Text passage:
## START

[Date Prev][Date Next][Thread Prev][Thread Next][Date Index][Thread Index]

[Xen-devel] [PATCH RFC 1/2] linux/vnuma: vnuma support for pv guest



Uses subop hypercall to request XEN about vnuma topology.
Sets the memory blocks (aligned by XEN), cpus, distance table
on boot. NUMA support should be compiled in kernel.

NUMA support should be compiled in kernel.

Memory blocks are aligned by xen. Xen is aware of guest initial
RAM layout.
If the memory blocks are incorrect, call for default linux numa
dummy init.

Requires XEN with vNUMA support.

Applies to 3.10 git://git.kernel.org/pub/scm/linux/kernel/git/konrad/xen.git
latest commit: 8bb495e3f02401ee6f76d1b1d77f3ac9f079e376

TODO:
Change subop from XENMEM to SYSCTL.

Signed-off-by: Elena Ufimtseva <ufimtseva@xxxxxxxxx>
---
 arch/x86/include/asm/xen/vnuma-xen.h |   36 +++++++++++
 arch/x86/mm/numa.c                   |    8 +++
 arch/x86/xen/enlighten.c             |  115 ++++++++++++++++++++++++++++++++++
 include/xen/interface/memory.h       |    1 +
 4 files changed, 160 insertions(+)

## END

Record list:
## START

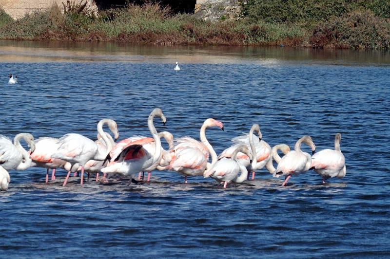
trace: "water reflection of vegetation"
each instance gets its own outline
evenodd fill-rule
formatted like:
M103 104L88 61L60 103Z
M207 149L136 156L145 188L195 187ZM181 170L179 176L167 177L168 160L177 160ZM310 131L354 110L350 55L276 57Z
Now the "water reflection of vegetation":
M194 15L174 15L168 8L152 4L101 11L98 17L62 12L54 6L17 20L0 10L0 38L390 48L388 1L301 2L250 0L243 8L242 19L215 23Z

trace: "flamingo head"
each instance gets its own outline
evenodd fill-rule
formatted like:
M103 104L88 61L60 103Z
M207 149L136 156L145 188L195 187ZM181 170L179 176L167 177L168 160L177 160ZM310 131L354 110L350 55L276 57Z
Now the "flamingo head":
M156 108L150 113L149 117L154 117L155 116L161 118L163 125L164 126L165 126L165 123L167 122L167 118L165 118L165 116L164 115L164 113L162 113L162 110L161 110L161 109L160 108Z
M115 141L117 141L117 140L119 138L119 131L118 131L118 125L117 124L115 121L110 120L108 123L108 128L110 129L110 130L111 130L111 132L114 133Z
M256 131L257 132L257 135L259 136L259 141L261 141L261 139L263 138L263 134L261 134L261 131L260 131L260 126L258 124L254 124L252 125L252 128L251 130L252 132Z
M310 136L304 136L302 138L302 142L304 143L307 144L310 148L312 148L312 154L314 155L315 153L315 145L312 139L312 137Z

## END
## START

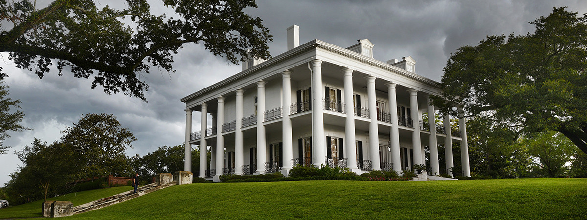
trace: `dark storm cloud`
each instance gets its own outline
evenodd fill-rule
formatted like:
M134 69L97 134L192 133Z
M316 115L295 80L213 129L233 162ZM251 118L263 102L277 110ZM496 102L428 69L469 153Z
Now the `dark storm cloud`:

## END
## START

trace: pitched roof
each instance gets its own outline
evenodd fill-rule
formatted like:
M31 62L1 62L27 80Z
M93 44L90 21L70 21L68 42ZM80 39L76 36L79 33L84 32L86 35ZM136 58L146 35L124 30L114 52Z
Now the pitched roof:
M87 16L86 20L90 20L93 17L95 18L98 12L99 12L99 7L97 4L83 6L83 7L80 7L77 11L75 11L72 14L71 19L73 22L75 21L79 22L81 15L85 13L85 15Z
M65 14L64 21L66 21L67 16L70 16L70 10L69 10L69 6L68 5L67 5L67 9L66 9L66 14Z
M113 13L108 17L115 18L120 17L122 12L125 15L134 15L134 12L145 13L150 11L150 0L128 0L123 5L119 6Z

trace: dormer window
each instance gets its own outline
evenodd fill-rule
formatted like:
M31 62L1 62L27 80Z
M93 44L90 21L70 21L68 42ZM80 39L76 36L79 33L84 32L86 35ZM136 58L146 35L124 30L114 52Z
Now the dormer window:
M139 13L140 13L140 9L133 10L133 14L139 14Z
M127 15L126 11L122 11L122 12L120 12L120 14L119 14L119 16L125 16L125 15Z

## END

What you will do:
a) Answer these questions about the vNUMA patch, one line each:
(i) What does the patch call for if the memory blocks are incorrect?
(ii) Which kernel version does the patch apply to?
(iii) What change is listed under TODO?
b) List every file path that the vNUMA patch changes.

Answers in order:
a)
(i) The default Linux NUMA dummy init.
(ii) 3.10.
(iii) Changing the subop from XENMEM to SYSCTL.

b)
arch/x86/include/asm/xen/vnuma-xen.h
arch/x86/mm/numa.c
arch/x86/xen/enlighten.c
include/xen/interface/memory.h